God's Great Banana Skin is the twelfth studio album by British singer-songwriter Chris Rea, released in 1992. The album was not released in the United States, though some tracks later appeared on the US release of Rea's following album Espresso Logic. The single "Nothing To Fear" reached number 16 in the UK Singles Chart, and its music video was filmed in Morocco. The album reached number 4 in the UK Albums Chart in 1992.

The song "Too Much Pride" was featured in the 1993 erotic thriller, Cold Sweat.

Critical reception

The Guardian wrote: "In the snug world of centrally-heated adult rock, Chris Rea offers a reminder that he plays a handy slide-guitar, and creates chunky chordscapes which perfectly complement the gravelly rasp of his voice."

Track listing
All songs by Chris Rea.

◆ Task goal:
Can you quote the part of the text on the Chris Rea album that opens with the words containing "Critical reception" and closes with "by Chris Rea."?

◆ Information supplied:

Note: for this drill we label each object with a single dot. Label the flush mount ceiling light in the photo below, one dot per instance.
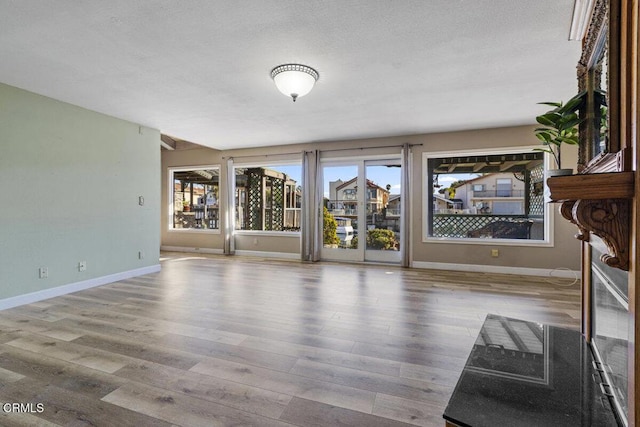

◆ Answer below:
Critical reception

The Guardian wrote: "In the snug world of centrally-heated adult rock, Chris Rea offers a reminder that he plays a handy slide-guitar, and creates chunky chordscapes which perfectly complement the gravelly rasp of his voice."

Track listing
All songs by Chris Rea.